*The exercise:*
Pull out every line in the items below that contains the word "spine", and copy each one.

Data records
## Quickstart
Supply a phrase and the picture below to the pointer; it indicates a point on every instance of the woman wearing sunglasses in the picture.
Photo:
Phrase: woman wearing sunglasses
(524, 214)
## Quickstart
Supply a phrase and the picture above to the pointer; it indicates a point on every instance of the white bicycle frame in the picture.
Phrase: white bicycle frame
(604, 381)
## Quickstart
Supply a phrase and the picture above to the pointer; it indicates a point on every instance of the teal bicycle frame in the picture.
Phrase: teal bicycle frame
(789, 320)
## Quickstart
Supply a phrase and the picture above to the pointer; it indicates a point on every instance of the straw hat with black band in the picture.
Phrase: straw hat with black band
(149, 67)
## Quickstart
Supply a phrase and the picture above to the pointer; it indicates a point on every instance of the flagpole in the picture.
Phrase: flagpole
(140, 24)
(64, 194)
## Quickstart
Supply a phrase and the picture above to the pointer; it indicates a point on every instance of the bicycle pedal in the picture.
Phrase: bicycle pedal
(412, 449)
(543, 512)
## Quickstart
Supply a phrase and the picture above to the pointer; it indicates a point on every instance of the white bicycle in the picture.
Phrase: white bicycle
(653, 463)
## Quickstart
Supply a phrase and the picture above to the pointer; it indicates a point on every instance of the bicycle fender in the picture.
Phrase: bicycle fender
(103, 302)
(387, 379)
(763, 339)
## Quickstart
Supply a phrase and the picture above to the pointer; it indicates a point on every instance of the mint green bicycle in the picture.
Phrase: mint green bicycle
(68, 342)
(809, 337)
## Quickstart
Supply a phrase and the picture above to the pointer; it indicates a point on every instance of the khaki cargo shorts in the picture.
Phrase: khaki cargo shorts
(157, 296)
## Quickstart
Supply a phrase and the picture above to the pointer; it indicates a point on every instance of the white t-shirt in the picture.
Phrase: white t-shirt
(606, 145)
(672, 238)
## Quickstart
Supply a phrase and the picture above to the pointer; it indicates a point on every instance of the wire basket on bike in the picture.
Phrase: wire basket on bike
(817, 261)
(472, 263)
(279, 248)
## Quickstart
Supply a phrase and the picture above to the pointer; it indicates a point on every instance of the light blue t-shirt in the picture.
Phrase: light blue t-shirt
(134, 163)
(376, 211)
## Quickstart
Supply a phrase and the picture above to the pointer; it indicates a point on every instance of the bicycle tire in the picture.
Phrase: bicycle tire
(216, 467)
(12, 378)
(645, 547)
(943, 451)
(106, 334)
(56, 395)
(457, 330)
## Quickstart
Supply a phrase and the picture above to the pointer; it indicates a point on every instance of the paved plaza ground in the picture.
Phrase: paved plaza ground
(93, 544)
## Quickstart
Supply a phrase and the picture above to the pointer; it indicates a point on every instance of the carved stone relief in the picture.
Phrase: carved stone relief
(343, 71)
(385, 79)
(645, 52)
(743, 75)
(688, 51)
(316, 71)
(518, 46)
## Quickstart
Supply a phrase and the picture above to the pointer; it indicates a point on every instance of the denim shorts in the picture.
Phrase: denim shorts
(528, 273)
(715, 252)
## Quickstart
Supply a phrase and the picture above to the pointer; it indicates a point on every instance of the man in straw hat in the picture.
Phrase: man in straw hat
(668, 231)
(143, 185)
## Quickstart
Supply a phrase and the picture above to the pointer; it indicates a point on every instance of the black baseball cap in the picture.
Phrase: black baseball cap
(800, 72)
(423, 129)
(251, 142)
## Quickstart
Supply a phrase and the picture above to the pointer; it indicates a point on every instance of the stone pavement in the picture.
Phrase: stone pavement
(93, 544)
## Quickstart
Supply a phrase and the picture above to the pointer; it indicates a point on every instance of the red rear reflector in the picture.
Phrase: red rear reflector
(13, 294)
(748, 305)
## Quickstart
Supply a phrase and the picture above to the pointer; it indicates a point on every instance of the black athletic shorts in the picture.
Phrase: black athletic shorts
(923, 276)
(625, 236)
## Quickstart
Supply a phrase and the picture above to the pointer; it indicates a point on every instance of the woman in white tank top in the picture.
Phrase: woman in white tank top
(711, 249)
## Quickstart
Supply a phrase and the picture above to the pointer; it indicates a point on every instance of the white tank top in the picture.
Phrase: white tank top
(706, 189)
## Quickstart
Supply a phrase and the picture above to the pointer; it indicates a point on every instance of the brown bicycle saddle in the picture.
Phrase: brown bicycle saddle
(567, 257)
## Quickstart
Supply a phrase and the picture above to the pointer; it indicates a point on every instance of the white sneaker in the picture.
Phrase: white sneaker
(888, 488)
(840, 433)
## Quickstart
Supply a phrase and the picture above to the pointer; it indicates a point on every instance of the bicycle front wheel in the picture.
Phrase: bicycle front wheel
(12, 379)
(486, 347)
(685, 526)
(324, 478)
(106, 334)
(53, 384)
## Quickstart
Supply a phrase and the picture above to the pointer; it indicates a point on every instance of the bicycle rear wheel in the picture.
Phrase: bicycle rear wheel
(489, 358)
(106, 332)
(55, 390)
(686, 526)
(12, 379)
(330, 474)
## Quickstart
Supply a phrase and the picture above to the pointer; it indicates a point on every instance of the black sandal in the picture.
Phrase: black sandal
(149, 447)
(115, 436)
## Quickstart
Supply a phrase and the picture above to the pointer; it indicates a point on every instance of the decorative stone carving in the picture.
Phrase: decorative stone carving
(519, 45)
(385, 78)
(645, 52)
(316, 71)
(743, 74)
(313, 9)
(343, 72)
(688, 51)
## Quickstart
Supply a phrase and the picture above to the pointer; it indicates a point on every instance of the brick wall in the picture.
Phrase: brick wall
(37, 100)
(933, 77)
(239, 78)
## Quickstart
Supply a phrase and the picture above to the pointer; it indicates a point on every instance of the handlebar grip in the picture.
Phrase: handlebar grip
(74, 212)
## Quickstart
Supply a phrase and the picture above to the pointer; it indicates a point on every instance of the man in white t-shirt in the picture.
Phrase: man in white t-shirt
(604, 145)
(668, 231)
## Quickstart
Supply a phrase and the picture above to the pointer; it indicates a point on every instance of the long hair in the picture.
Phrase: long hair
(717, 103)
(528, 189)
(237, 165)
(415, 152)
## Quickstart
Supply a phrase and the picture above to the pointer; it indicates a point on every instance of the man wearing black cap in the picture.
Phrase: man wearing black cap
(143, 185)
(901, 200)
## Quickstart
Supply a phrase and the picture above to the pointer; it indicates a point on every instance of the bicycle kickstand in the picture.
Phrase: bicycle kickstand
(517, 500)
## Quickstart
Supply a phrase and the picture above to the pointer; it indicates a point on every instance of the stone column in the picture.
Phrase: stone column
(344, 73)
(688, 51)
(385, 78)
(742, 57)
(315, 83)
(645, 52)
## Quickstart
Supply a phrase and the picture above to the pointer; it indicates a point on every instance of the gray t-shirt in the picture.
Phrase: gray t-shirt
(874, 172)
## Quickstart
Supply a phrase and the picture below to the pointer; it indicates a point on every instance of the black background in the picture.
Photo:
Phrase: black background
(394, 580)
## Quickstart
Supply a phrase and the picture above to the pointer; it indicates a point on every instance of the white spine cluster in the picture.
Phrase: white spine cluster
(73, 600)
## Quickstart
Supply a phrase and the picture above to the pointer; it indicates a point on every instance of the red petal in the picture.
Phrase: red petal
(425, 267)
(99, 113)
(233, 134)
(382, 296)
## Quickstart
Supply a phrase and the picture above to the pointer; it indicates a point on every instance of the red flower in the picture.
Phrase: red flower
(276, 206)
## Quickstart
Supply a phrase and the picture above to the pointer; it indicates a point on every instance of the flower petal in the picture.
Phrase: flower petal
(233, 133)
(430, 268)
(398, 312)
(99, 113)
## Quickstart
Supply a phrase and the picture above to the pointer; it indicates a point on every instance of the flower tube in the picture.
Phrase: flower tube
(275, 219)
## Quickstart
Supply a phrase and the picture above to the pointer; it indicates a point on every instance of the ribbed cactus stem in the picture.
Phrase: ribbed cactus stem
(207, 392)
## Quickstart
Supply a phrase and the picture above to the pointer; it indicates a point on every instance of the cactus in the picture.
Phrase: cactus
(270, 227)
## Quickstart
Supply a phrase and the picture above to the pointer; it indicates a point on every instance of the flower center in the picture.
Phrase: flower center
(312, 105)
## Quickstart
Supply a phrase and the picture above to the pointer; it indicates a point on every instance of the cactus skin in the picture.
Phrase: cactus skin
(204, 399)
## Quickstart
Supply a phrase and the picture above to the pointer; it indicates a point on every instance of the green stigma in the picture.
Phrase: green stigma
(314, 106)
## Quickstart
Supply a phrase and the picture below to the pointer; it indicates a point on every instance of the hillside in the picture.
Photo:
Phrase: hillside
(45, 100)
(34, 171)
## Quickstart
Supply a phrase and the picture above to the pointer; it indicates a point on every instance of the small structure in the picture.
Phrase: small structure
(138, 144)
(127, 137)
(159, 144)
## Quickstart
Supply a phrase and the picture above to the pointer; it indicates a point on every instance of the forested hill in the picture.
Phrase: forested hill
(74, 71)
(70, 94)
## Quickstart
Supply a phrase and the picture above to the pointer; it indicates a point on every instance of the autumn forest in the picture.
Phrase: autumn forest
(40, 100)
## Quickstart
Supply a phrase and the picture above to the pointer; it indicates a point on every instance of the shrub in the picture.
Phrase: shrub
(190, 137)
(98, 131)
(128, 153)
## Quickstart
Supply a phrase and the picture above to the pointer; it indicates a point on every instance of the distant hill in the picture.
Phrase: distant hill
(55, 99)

*Full output:*
Supply a phrase and the picture above to the pointer; it indicates a point on every instance of the white spine cluster in the picture.
Phrase: white spine cluster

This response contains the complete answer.